▶ _THE REQUEST_
Reproduce the stretch of the FiiO E12 impression from "However, FiiO decision" through "110dB (A weighted)", swapping "statement" for "declaration".

# [Impression] FiiO E12 Mont Blanc – Way to Pinnacle



## ClieOS

FiiO is known for their good entry level and budget friendly desktop and portable amps. They are probably the largest headphone amps manufacturer in the world right now. Even though it is the audiophiles community that first take notice of FiiO, the company is still largely producing consumer level products and not targeting the higher end of the market specifically. It is most likely because high-end portable amps are much more of a niche market where individual amp maker usually only sells a few hundreds of amps per year and has to charge a higher price to stay afloat. This kind of business model doesn’t quite fit the FiiO mass production capability, nor does the company want to alienate their traditional customer base with a high price tag.
   
  However, FiiO decision to develop the E12 as the company first higher end portable amp really looks more like a statement, rather than just trying to break into a new segment of the market. It is to showcase that the company can go beyond entry level products if it wants to, and offers it at a lower price @ US$130 than one would expect of its quality – and perhaps also to answer the demand from some of its audiophile’s fans that want ‘more’.
   





   
*Spec*
  Frequency Response: 20Hz – 20kHz
  SNR: over 110dB (A weighted)
  Crosstalk: over 65dB
  Gain: 0dB (low) and 16dB (high)
  THD: Less than 0.005%
  Max output: 600mW (16ohm), 880mW (32ohm), 160mW (300ohm)

Pointing records:
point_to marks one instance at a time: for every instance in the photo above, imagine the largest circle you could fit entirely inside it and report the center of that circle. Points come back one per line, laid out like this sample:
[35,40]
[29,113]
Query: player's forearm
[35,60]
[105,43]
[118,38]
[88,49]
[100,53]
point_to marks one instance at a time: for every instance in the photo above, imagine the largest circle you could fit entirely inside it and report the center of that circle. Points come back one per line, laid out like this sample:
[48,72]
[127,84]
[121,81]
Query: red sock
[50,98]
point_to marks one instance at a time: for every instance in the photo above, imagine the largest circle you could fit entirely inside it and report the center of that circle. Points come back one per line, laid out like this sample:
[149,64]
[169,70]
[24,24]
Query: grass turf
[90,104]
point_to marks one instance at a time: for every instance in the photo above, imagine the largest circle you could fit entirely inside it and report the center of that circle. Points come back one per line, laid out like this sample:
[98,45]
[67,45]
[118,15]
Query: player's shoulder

▶ _WORKED SOLUTION_
However, FiiO decision to develop the E12 as the company first higher end portable amp really looks more like a declaration, rather than just trying to break into a new segment of the market. It is to showcase that the company can go beyond entry level products if it wants to, and offers it at a lower price @ US$130 than one would expect of its quality – and perhaps also to answer the demand from some of its audiophile’s fans that want ‘more’.
   





   
*Spec*
  Frequency Response: 20Hz – 20kHz
  SNR: over 110dB (A weighted)